Requirement → Find every line in the records below that contains the word "before", and copy each one in full.

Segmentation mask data

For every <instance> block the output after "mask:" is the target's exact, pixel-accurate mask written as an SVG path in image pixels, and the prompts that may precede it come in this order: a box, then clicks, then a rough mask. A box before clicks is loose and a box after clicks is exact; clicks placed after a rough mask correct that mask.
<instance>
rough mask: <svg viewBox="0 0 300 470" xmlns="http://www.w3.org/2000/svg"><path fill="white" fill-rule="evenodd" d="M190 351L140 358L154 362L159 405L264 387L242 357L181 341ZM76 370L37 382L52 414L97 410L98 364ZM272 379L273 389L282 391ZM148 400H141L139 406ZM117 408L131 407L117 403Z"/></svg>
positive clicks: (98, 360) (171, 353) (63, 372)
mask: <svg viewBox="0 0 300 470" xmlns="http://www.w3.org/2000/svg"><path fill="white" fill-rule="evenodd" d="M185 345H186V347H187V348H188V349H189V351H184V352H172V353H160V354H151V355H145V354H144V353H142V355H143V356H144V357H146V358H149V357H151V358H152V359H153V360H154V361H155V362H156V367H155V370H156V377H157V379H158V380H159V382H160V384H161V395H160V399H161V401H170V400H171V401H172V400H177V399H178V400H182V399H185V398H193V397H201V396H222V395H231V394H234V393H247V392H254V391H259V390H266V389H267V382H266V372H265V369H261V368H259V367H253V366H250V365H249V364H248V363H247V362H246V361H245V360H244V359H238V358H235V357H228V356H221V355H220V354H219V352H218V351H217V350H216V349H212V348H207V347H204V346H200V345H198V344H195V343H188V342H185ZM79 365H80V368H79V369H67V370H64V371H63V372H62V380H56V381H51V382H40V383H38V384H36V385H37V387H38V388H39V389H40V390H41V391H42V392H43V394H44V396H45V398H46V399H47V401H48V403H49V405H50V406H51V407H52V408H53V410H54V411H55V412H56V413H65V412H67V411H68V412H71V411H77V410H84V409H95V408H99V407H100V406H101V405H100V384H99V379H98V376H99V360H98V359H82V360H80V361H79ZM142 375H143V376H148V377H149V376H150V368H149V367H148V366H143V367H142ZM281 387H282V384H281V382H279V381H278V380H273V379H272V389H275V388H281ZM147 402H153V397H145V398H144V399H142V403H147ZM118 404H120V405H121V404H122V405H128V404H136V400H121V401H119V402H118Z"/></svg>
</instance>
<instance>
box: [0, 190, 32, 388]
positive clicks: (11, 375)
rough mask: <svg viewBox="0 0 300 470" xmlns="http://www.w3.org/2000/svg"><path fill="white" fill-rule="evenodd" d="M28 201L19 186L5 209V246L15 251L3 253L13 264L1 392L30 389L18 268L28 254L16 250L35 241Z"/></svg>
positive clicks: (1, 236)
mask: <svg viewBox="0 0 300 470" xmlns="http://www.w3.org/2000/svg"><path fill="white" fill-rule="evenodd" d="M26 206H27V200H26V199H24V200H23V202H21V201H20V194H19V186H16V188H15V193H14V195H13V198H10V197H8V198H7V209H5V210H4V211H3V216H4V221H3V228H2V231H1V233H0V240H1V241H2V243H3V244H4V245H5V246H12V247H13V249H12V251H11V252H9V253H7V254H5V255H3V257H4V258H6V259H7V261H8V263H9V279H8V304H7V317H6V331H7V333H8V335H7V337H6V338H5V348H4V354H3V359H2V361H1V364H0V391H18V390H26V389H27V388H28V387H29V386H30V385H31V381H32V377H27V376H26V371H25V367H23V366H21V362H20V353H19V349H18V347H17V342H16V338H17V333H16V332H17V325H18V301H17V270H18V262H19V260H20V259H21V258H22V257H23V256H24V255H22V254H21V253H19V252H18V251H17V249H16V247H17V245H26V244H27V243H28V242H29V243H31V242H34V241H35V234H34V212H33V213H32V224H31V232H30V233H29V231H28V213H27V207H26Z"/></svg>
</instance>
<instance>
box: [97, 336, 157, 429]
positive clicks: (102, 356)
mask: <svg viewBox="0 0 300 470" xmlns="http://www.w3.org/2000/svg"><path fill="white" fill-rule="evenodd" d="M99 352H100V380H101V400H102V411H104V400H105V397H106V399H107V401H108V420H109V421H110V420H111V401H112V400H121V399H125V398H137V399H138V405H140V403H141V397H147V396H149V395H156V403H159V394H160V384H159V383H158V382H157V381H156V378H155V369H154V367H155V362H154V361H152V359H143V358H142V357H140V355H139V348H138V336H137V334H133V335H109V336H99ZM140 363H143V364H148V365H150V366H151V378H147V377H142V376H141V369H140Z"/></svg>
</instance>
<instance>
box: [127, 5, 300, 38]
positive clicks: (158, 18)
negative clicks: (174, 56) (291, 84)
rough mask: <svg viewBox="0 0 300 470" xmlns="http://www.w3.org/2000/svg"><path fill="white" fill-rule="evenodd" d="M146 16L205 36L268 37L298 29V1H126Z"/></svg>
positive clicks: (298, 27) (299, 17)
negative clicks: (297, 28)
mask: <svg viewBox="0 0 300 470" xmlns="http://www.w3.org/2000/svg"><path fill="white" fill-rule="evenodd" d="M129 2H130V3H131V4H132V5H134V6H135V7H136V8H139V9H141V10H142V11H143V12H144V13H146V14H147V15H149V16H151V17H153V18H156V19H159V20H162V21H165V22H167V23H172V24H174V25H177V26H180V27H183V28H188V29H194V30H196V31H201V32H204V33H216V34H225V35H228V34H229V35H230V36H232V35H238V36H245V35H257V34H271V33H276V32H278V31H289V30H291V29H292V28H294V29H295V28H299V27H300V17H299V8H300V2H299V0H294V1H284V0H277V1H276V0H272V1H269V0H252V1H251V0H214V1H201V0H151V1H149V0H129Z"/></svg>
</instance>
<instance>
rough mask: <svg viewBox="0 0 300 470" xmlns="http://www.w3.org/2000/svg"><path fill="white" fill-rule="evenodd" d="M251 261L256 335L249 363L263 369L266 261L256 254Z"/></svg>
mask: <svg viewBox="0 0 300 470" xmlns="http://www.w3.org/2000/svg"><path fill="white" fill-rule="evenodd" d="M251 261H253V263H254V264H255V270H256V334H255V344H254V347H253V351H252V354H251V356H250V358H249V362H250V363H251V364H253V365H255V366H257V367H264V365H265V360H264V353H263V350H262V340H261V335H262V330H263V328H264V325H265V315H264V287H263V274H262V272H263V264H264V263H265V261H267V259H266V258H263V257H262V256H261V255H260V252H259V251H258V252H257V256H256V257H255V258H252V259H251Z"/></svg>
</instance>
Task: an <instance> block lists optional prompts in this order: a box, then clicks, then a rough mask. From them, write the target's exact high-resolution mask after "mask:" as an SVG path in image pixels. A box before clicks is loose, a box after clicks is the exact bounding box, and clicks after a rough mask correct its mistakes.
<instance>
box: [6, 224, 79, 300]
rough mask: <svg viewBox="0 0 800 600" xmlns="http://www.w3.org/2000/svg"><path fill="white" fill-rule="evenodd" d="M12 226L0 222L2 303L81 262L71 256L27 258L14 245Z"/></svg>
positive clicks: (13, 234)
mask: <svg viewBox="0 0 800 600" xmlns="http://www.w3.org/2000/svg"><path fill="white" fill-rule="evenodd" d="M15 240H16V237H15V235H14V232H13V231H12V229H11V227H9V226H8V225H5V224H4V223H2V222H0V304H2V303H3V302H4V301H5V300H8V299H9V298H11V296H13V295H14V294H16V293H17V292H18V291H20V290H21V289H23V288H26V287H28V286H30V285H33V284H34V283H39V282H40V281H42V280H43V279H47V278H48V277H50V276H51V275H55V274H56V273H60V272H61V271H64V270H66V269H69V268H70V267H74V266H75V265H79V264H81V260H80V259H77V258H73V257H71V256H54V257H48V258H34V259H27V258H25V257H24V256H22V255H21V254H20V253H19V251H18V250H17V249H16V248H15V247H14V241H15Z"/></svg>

Finished task →
For every <instance> block the output after "mask:" is the target's exact, pixel-accurate mask written as an SVG path in image pixels, and the prompts that may precede it come in this order: a box, then clicks, then a rough mask. A box before clicks is loose and a box after clicks is exact; clicks placed after a rough mask correct that mask.
Task: an <instance> block lists optional prompts in this order: a box, then clicks, then a rough mask. From them, write the target's exact high-resolution mask after "mask:" as an SVG path in image pixels. A box before clicks is loose, a box after clicks is the exact bounding box, and clicks after a rough mask correct its mistakes.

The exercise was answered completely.